* [Texte présenté]
::::
À ce propos, un exemple particulièrement significatif dans la seconde moitié du XVIIe siècle est donné par Newton. Newton est un savant ouvert qui aime débattre des questions scientifiques et qui consacre aussi une grande partie de sa vie à l’alchimie, fréquente des alchimistes et met en commun ses connaissances avec les leurs. Les deux visions peuvent pour lui aller ensemble. Auparavant, dans un de ses ouvrages, Kepler disait (je cite en paraphrasant) : « On rejette l’astrologie parce que je fais des mathématiques célestes, mais il ne faut pas jeter le bébé avec l’eau du bain. Ce n’est pas parce que l’astronomie a raison que l’astrologie a tort. Ce sont deux niveaux différents ». Il existe encore parfois, aux XVIe et XVIIe siècles, une sorte de parallélisme entre les deux. Mais il y a surtout de plus en plus opposition. Et l’imaginaire mécaniste du monde a de plus en plus tendance à rejeter l’autre forme de pensée, que j’appelle ésotérique, à vouloir la réduire.
::::
* [Données fournies]
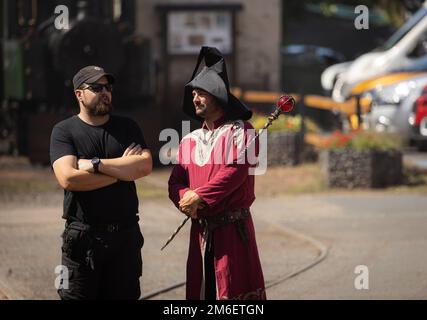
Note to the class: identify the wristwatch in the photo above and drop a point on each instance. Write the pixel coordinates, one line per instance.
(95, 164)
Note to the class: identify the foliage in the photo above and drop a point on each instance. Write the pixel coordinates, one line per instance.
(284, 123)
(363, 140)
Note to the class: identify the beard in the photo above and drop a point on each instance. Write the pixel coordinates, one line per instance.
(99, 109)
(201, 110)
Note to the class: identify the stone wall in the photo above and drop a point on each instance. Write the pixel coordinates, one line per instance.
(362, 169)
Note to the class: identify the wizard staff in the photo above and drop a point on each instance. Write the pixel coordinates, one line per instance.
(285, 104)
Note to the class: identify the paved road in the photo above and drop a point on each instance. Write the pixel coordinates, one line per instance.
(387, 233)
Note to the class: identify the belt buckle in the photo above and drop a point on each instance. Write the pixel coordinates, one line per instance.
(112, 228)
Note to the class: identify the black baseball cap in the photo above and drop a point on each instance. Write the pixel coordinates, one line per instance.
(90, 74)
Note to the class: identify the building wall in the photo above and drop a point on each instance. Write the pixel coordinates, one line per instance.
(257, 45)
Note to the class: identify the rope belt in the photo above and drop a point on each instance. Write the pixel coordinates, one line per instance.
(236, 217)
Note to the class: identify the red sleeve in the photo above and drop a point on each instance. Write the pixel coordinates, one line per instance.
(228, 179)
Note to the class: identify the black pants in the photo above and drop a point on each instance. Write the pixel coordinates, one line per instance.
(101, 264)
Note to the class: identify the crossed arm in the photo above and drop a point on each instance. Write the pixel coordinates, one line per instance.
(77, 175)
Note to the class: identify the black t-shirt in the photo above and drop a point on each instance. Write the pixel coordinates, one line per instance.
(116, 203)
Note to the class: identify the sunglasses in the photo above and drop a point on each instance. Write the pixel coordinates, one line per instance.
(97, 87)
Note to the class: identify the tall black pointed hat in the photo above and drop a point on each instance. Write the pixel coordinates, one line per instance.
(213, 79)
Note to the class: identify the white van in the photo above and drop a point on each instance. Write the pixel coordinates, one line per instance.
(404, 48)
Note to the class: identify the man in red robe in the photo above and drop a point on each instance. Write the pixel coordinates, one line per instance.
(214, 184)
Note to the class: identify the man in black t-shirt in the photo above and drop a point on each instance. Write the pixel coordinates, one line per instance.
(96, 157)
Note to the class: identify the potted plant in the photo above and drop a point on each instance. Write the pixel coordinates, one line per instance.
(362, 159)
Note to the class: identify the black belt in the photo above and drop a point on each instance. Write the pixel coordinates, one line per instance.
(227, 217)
::::
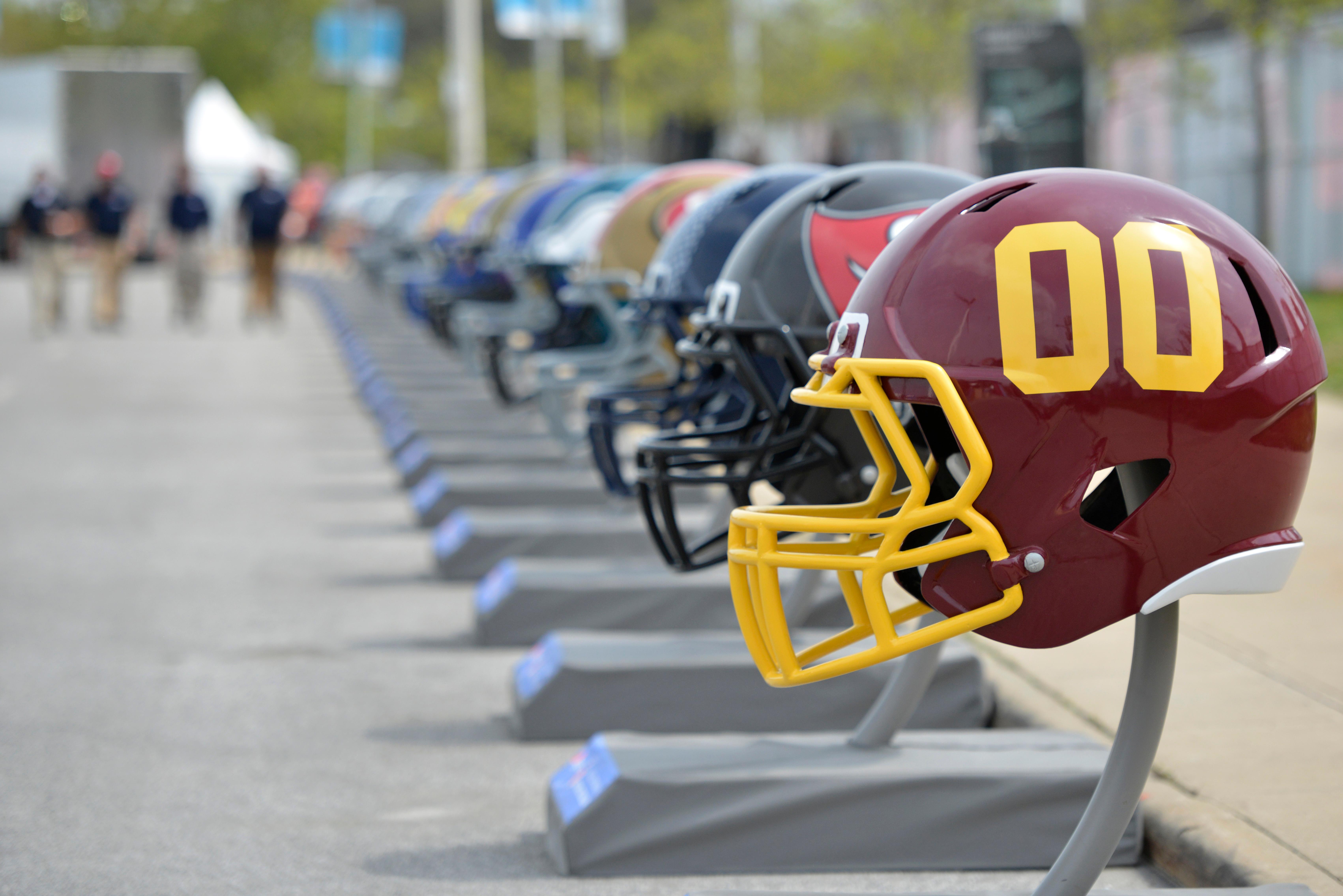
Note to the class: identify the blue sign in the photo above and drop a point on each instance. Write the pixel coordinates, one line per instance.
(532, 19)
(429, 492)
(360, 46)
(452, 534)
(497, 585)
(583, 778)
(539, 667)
::::
* [Vos consignes]
1. Relevez toutes les disciplines ou pratiques de savoir nommées dans le texte présenté.
2. D'après le texte présenté, à quoi Newton consacre-t-il une grande partie de sa vie en plus des questions scientifiques ?
3. Traduisez en anglais la phrase suivante du texte présenté : « Ce n'est pas parce que l'astronomie a raison que l'astrologie a tort. »

* [Réponses dans l'ordre]
1. l'alchimie, les mathématiques célestes, l'astrologie, l'astronomie

2. À l'alchimie.

3. Astronomy being right does not mean that astrology is wrong.